Items from a data source:

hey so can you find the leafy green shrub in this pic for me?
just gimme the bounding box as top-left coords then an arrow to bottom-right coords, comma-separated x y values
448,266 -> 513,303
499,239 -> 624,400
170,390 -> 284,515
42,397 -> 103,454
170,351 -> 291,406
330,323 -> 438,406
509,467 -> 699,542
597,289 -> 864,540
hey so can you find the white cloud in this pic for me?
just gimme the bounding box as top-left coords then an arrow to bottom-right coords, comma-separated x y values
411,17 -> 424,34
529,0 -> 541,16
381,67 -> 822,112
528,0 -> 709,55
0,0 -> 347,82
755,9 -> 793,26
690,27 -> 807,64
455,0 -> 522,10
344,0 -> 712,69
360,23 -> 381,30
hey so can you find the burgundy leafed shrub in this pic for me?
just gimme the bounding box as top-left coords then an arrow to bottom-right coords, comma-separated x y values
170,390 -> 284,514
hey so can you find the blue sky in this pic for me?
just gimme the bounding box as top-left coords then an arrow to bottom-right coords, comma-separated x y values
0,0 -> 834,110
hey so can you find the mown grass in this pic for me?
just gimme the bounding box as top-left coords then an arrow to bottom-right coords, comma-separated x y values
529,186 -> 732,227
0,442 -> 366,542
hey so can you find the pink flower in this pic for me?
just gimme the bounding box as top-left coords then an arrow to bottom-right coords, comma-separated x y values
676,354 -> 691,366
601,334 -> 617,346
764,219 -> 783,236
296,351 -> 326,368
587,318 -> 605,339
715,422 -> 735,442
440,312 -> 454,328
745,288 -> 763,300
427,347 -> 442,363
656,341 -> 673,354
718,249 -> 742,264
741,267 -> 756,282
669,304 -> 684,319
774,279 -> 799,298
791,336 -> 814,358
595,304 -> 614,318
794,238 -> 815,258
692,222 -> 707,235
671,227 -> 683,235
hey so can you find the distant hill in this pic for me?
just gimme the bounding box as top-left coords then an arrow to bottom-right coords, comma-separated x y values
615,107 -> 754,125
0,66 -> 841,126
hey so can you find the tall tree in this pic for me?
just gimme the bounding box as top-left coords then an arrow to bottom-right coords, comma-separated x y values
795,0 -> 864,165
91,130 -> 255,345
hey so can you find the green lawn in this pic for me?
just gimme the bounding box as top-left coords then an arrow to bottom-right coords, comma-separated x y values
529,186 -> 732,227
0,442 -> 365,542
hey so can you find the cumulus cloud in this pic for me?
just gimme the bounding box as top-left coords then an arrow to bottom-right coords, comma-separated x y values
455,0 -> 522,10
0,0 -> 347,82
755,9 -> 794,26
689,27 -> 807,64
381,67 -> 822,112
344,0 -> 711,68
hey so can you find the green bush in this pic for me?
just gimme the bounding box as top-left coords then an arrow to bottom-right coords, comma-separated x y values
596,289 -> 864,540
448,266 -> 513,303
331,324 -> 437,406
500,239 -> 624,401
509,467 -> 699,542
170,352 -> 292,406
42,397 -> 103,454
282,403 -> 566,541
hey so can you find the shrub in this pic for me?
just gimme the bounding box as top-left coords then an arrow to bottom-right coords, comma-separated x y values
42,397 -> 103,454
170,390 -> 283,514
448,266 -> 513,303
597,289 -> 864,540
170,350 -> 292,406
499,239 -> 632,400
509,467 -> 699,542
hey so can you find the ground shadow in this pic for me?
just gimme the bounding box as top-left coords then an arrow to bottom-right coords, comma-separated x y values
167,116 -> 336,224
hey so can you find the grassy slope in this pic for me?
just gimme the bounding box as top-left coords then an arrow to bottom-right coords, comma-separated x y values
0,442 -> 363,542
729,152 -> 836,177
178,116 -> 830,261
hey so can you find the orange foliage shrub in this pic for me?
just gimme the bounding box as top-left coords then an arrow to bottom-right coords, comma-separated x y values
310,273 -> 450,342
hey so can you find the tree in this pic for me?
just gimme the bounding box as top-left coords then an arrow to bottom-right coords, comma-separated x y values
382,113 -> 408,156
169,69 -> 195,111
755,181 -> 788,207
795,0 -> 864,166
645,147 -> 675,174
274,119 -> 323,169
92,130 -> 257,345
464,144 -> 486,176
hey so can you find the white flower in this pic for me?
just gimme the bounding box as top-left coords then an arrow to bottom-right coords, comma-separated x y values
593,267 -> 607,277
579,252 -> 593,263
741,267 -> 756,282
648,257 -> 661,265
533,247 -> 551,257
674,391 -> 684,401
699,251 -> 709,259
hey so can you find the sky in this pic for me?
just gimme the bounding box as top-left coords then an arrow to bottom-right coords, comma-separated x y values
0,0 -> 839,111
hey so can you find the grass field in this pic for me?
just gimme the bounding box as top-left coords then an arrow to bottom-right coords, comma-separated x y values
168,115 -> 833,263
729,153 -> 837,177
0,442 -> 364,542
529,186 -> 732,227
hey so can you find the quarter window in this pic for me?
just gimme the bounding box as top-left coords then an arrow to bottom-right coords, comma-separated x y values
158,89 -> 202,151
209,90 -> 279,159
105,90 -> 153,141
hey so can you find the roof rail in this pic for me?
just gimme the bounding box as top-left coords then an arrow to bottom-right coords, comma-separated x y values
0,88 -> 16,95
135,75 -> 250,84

## PROBLEM DETAILS
Restate every record verbatim.

## WRITTEN ANSWER
hey so can you find the leafy green shrub in this pic for me?
just gimme the bounding box as top-left coords then an arrow to bottom-right coords, comma-separated x y values
448,266 -> 513,303
499,239 -> 624,400
170,390 -> 284,515
42,397 -> 103,454
170,351 -> 291,406
330,323 -> 438,406
509,467 -> 699,542
597,289 -> 864,540
hey so can you find the white cloud in this pic for me?
just gimme the bounding box as top-left coords then an arrow to bottom-right coords, comma-separated x y values
411,17 -> 424,34
529,0 -> 541,16
381,67 -> 822,112
528,0 -> 709,55
0,0 -> 347,82
755,9 -> 793,26
690,27 -> 807,64
455,0 -> 522,10
344,0 -> 712,69
360,23 -> 381,30
hey so can you find the burgundy leafed shrub in this pic for me?
just gimme the bounding box as top-left coords then an arrow to bottom-right coords, comma-separated x y values
170,390 -> 284,514
hey so can you find the blue sky in this pic for me?
just gimme the bounding box as top-left coords then an arrow to bottom-right coords, comma-separated x y values
0,0 -> 834,110
hey so can you find the mown grass in this pic for me?
just gimme the bounding box as top-left coords then an arrow to bottom-right coords, comma-separated x y values
529,186 -> 732,227
0,442 -> 366,542
hey so can you find the pink flower in this pic for me?
just gimme the bounding box as top-left coords then an arrow to bottom-right coords, comma-separated x y values
676,354 -> 691,366
601,334 -> 617,346
764,219 -> 783,236
296,351 -> 326,368
587,318 -> 605,339
715,422 -> 735,442
440,312 -> 454,328
745,288 -> 763,300
427,347 -> 442,363
656,341 -> 673,354
718,249 -> 742,264
741,267 -> 756,282
669,304 -> 684,319
774,279 -> 799,298
791,336 -> 814,358
595,304 -> 614,318
794,238 -> 815,258
692,222 -> 707,235
671,227 -> 683,235
hey so can you find the distant hill in this pic for me?
just gimme the bounding box as top-left coords then an arrow to bottom-right coords, comma-separated x y values
615,107 -> 754,125
0,66 -> 841,126
hey so can you find the tall tree in this pic for me?
just gimme the bounding box as top-left coords then an arrow to bottom-right coords, comma-separated x y values
795,0 -> 864,165
91,130 -> 255,345
hey so can you find the green lawn in this pic for me?
just gimme the bounding box as top-left coords then an arrow to bottom-right coords, comma-separated x y values
529,186 -> 732,227
0,442 -> 365,542
hey so can you find the cumulus cloud in this pic for me?
just gimme the bounding box as top-left coords then an arrow to bottom-right coords, comma-separated x y values
455,0 -> 522,10
0,0 -> 347,82
755,9 -> 794,26
689,27 -> 807,64
381,67 -> 822,112
344,0 -> 711,68
hey so can you find the green bush in this pic for me?
just gimme the bounding box as top-left coords then an arrow to bottom-right coords, comma-separated x y values
596,289 -> 864,540
448,266 -> 513,303
331,324 -> 437,406
500,239 -> 624,401
509,467 -> 699,542
170,352 -> 292,406
42,397 -> 103,454
282,403 -> 566,541
hey so can you find the shrub in this pic for me?
just gimme the bounding box as top-left coords then an arrow to bottom-right coords, comma-separated x y values
42,397 -> 103,454
170,390 -> 283,514
448,266 -> 513,303
597,289 -> 864,540
170,350 -> 292,406
499,239 -> 632,400
509,467 -> 699,542
hey so can you find the ground shadow in this pic for me?
just gimme the bounding box as top-left coords then an arrow to bottom-right coords, comma-separated x y values
167,116 -> 336,224
hey so can you find the grassy slope in this pic for me?
just gimme the bounding box as top-left coords then an arrow to bottom-right coords, comma-separated x y values
0,442 -> 363,542
729,152 -> 836,177
178,116 -> 830,261
hey so can you find the orange foliage shrub in this pic for me?
just gimme the bounding box as top-left coords then an arrow to bottom-right coords, comma-separated x y values
310,273 -> 450,342
hey so can you find the tree in this pic for me?
just gimme the bounding box as top-left coords then an arrow to bottom-right coords, comma-separated x y values
382,113 -> 408,156
169,69 -> 195,111
755,181 -> 788,207
795,0 -> 864,166
645,147 -> 675,174
274,119 -> 323,169
92,130 -> 257,345
464,144 -> 486,176
hey so can you find the white flower in this pic for me?
just gimme the bounding box as top-left coords then an arrow to bottom-right coords, comma-separated x y values
593,267 -> 607,277
579,252 -> 593,263
741,267 -> 756,282
648,257 -> 661,265
533,247 -> 551,257
674,391 -> 684,401
699,251 -> 709,259
hey so can you find the sky in this pic for me?
just gimme the bounding box as top-left coords then an arrow to bottom-right coords, comma-separated x y values
0,0 -> 839,111
hey so can you find the grass field in this pic for me?
just gimme the bounding box as top-left coords then an arrow to bottom-right coords, comma-separated x y values
168,115 -> 833,263
729,153 -> 837,177
0,442 -> 364,542
529,186 -> 732,227
hey so can you find the quarter window in this pic for me?
just gimme the bounding box as top-left coords then an arrow to bottom-right coords, comma-separated x y values
158,89 -> 202,151
209,90 -> 279,159
105,90 -> 153,141
hey so can you find the roof rail in this pic for me?
just gimme the bounding box as top-left coords then an arrow to bottom-right coords, comma-separated x y values
0,88 -> 16,95
135,75 -> 250,84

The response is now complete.